Content starts

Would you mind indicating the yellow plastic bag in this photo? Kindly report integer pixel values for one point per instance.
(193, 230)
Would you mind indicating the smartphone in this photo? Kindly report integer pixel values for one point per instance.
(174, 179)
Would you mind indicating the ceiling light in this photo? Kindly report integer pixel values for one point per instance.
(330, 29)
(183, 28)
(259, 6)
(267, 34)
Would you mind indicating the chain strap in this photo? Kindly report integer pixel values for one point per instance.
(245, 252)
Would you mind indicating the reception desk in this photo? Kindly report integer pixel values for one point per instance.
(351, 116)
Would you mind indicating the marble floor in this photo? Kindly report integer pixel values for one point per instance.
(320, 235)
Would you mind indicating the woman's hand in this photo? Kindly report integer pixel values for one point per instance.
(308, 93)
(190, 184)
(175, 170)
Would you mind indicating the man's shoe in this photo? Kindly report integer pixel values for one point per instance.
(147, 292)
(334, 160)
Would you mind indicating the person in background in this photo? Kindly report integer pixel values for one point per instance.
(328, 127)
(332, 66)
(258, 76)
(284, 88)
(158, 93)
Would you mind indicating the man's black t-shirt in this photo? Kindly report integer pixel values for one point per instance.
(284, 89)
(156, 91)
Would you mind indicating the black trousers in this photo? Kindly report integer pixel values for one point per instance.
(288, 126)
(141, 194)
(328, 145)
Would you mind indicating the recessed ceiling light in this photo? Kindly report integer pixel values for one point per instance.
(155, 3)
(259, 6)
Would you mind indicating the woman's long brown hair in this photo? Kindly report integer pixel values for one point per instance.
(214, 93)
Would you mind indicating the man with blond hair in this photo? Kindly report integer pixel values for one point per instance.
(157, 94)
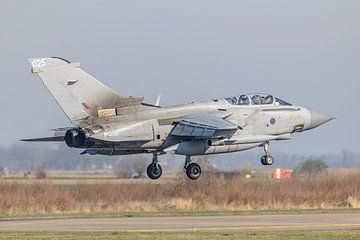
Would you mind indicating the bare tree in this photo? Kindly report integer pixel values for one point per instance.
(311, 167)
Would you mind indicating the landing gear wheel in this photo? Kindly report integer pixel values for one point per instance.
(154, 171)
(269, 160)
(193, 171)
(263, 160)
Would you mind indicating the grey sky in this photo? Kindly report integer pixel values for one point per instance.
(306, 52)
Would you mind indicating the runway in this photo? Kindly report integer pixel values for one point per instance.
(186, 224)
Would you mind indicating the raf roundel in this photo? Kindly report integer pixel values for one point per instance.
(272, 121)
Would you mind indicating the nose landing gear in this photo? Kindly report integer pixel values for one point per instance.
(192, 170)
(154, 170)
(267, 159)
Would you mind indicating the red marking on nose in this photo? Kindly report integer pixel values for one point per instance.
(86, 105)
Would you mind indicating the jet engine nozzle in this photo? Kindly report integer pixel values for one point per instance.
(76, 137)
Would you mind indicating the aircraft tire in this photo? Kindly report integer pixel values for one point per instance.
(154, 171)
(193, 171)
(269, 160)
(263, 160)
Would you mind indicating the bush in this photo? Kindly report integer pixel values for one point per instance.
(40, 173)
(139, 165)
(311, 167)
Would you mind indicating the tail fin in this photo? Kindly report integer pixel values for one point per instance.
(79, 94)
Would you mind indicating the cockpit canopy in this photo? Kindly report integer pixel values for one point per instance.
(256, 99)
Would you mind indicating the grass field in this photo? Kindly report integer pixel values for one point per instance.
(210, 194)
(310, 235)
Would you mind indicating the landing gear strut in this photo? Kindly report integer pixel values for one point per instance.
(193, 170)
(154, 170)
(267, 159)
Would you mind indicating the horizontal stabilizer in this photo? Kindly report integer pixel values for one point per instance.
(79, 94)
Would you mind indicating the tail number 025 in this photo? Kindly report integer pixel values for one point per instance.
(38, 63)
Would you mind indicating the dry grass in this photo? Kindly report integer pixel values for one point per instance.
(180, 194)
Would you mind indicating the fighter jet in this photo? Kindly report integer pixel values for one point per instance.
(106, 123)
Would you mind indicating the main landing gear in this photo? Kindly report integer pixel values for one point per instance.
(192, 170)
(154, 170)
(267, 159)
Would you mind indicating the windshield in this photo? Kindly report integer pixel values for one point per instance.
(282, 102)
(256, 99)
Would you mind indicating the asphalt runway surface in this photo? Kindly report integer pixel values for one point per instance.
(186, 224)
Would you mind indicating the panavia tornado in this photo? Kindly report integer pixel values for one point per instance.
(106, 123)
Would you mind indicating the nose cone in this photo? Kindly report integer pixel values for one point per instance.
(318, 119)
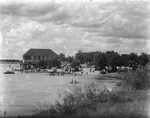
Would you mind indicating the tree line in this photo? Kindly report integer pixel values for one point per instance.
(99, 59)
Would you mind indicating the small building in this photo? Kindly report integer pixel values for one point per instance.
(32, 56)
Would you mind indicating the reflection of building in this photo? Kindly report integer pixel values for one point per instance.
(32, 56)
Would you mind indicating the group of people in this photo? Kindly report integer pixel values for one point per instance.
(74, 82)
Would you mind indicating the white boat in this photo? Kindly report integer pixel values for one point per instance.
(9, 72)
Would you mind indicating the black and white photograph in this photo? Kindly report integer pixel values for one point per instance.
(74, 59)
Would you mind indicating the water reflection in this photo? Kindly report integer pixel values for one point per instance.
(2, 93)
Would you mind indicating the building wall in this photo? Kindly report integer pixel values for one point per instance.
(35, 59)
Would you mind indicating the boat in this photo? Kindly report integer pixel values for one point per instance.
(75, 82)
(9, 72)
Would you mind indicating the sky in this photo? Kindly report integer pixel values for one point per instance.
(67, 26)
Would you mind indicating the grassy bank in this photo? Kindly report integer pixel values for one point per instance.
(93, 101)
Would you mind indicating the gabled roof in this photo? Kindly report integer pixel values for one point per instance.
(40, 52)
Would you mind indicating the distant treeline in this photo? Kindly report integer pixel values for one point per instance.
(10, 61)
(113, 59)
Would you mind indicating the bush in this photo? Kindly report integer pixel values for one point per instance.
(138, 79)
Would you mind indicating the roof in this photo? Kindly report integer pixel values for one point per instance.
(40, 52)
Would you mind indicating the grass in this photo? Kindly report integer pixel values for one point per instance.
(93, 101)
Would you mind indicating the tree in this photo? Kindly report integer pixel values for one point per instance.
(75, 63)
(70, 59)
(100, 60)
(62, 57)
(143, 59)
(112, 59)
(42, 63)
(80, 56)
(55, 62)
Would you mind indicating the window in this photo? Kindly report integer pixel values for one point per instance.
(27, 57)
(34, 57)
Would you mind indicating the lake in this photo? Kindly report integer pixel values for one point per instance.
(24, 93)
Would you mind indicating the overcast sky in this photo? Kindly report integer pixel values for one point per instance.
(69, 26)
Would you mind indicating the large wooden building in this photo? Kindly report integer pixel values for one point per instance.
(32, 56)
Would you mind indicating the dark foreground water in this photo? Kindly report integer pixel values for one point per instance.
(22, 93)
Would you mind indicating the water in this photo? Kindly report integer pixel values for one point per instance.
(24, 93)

Content ends
Content starts

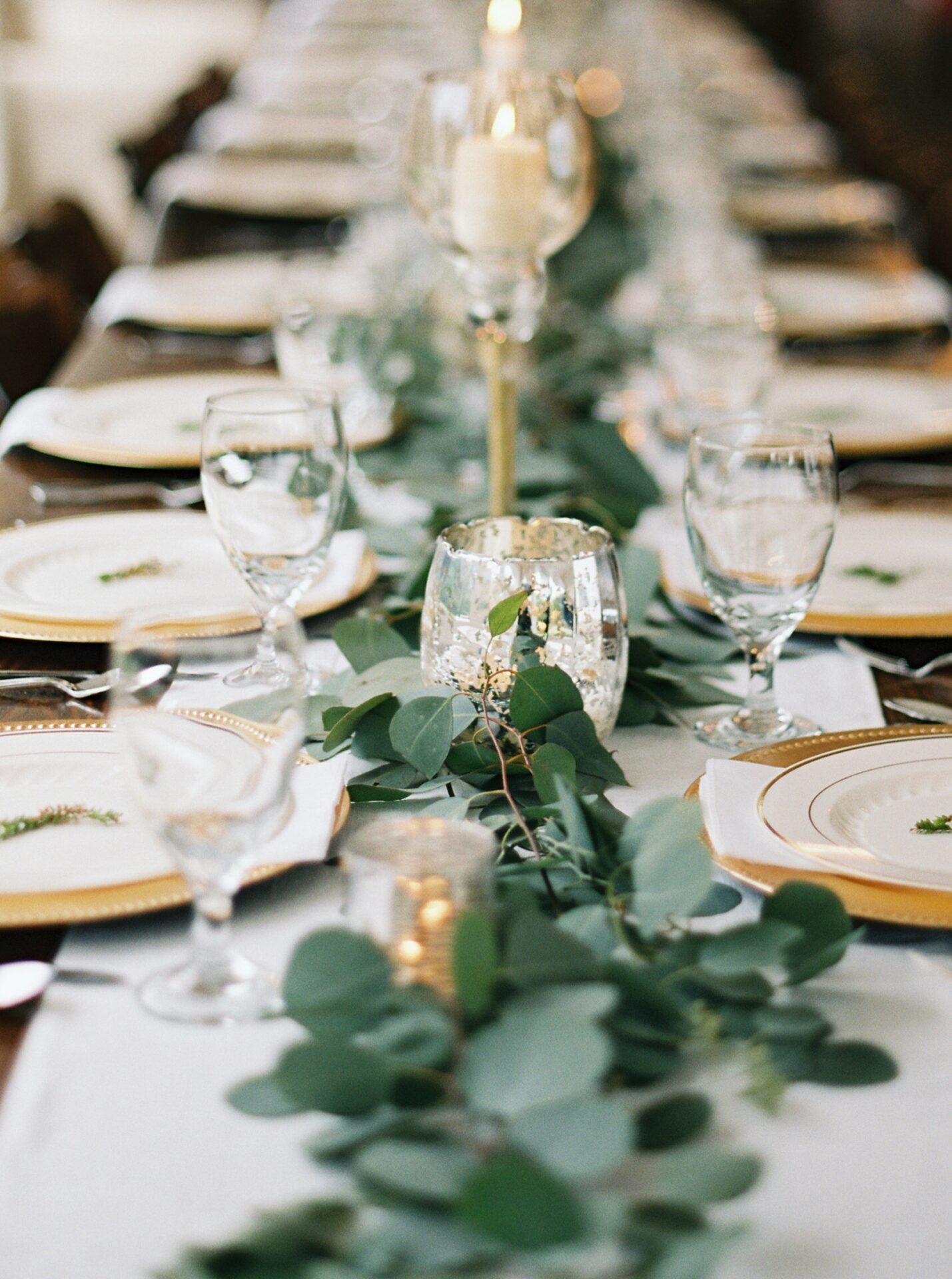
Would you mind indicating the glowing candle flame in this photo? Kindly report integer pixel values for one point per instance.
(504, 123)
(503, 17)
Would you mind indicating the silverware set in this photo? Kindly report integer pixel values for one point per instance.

Content ends
Content starts

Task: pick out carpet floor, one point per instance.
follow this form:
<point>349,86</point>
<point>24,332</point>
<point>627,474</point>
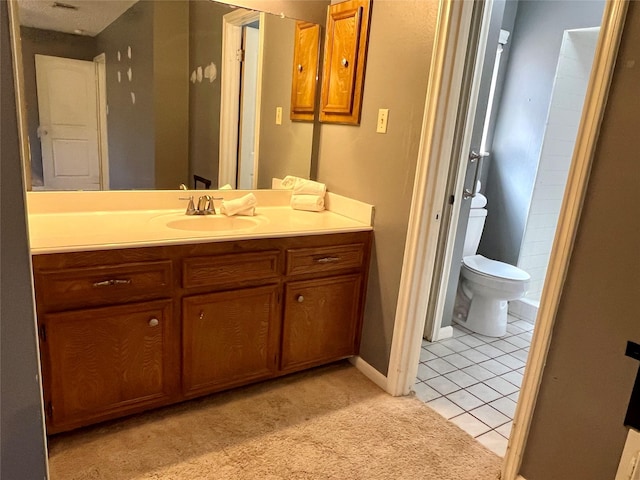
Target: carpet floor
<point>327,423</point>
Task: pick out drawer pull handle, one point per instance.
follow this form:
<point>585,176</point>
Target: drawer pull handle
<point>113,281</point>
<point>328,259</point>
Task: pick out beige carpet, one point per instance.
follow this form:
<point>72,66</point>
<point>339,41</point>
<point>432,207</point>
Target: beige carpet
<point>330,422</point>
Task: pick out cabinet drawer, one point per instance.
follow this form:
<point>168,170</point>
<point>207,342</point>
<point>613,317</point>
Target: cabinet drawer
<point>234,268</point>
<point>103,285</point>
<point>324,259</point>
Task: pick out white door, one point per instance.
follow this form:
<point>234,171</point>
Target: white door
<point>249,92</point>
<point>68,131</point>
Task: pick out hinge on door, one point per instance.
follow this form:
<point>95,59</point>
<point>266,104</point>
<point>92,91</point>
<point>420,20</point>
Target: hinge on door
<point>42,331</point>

Content ends

### WORK REQUIRED
Gather up every line in the data above that contains the word "pick", copying each one.

### RESPONSE TO THIS EXERCISE
Task: pick out carpet floor, one point per instance.
Task: pick out drawer pull handle, one point per instance.
Task: pick out beige carpet, one point per instance.
Task: pick out cabinet drawer, one point per instance.
Task: pick out white door, one point per instance.
Task: pick out hinge on door, one point per instance.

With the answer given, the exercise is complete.